> [Отрывок текста]
──────────────────────────────

Здесь тоже проект носил в значительной степени долгосрочный характер. Когда мы начинали, то, естественно, опирались на научный авторитет и авторитет в экспертном сообществе, который уже был у некоторых людей, и ранее по вопросам выборов высказывавшихся вполне компетентно. С нами сотрудничали такие видные, как я считаю, специалисты, как Аркадий Любарев, который на данный момент является крупнейшим знатоком российского избирательного законодательства, Александр Кынев, который является прекрасным специалистом по региональной электоральной политике, да и по электоральной политике вообще. В дальнейшем мы намеревались расширять круг участников с уровнем научной экспертизы, соответствующим тем стандартам, которые я предъявляю к себе и к коллегам.

Важную роль играла региональная составляющая проекта. Нам было важно, чтобы экспертиза по поводу выборов не концентрировалась в головах нескольких людей, работающих преимущественно в Москве и Петербурге, а чтобы как можно в большем количестве регионов были люди, которые в любой момент могли бы компетентно высказаться о состоянии электоральной политики и избирательного законодательства применительно к местным условиям.

Сейчас проект закрыт. Как вы думаете, чего боялись власти? Какую угрозу представлял собою проект? Почему он вызывает такую реакцию?

Сразу после выступления Сафаралиева в некоторых интернет-СМИ прямо говорили, что проект создан для импорта оранжевой революции в России. Статья близкого содержания была подготовлена к публикации в "Известиях" и даже появилась в некоторых региональных выпусках этой газеты. Но из московского выпуска ее изъяли, да и вообще вся эта пропагандистская кампания прекратилась, как по мановению пера. Видимо, кто-то в последний момент пересмотрел методы.

Я уж не буду подробно говорить о том, что революцию устраивать не собирался. Мне, как исследователю-компаративисту, слишком хорошо известно, что все опасения по поводу оранжевой революции в России были чушью. Социальная и политическая конфигурация в нашей стране совершенно иная, чем та, которая была на Украине в момент этих событий. И никаких реальных угроз подобного рода не было. Как кажется, сейчас людям, которые нагнетали в течение двух лет эту истерию по поводу оранжевой революции в России, самим как-то неудобно, что они занимались этим заведомым обманом. Хотя среди этой публики много таких, которые утратили способность испытывать неудобства морального плана. Наш проект, увы, просто по хронологии попал в самый эпицентр этой истерии.

Как можно отказаться от проекта, на который уже выделено финансирование? Какими могут быть ваши действия сейчас? Вы должны просто вернуть неиспользованные деньги, отчитавшись за проделанное или как?

Дело в том, что финансирование этого проекта осуществлялось на ежегодной основе. Мы как раз первый год отработали, и все то финансирование, которое было выделено на первый год, было использовано по назначению. А следующий транш мы не получили. Теперь нам осталось представить в Еврокомиссию отчет по проделанной за год работе.

Были ли у вас трудности с тем, чтобы осуществить этот проект на базе Европейского университета? Были ли изначально какие-то сомнения?

──────────────────────────────

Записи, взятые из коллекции
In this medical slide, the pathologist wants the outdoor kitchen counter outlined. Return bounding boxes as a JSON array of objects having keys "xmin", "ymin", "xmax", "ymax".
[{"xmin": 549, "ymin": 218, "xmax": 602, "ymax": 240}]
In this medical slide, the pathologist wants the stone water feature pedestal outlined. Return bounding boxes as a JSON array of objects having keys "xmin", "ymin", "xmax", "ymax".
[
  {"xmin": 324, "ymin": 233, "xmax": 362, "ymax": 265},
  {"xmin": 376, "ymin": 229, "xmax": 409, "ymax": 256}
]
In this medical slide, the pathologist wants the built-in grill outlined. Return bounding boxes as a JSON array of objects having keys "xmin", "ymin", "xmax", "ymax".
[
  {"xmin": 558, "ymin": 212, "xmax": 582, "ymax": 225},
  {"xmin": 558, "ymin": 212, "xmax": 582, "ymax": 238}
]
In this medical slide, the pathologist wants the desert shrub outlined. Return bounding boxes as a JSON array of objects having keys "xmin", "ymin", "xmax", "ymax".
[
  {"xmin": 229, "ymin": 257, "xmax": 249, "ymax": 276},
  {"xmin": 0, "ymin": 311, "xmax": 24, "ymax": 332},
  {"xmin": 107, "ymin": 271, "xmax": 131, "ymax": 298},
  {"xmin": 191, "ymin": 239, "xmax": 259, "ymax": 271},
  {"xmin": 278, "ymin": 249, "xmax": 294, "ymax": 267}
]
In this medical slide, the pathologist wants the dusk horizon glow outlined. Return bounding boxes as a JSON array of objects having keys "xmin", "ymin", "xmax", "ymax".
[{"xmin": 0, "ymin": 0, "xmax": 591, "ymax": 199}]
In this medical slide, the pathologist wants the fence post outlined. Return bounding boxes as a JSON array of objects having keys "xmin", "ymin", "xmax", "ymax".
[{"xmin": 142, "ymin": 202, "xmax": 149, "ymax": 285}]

──────────────────────────────

> [Условие задания]
Продолжите интервью о закрытом проекте по экспертизе выборов, начав сразу после его последней фразы.

> [Ответ к заданию]
Когда выделялся грант, политическая ситуация в России была все-таки иной. Уже в заявке на этот грант я писал, что возможны политические угрозы, связанные с дальнейшей авторитарной эволюцией российского государства. Но при этом я высказал мнение о том, что такое направление событий не гарантировано. Мы вполне искренне полагали, что его удастся избежать. К сожалению, жизнь в России устроена так, что, как правило, самые худшие опасения оправдываются. Однако, с наших же собственных слов (да, думаю, и не только), Еврокомиссии с самого начала было известно, что подобного рода риски существуют, и когда они материализовались, то вряд ли для них это было полной неожиданностью.

Понятно, что вы должны были оговаривать риски в заявке проекта, но все-таки для вас лично это было неожиданностью?

По правде говоря, я не ожидал ни такого стремительного угасания тех элементов демократии, которые еще были в России в 2006 году, ни настолько параноидальной реакции на наш проект.

А как развивалась ситуация? Есть ощущение, что это нарастало, как какой-то ком.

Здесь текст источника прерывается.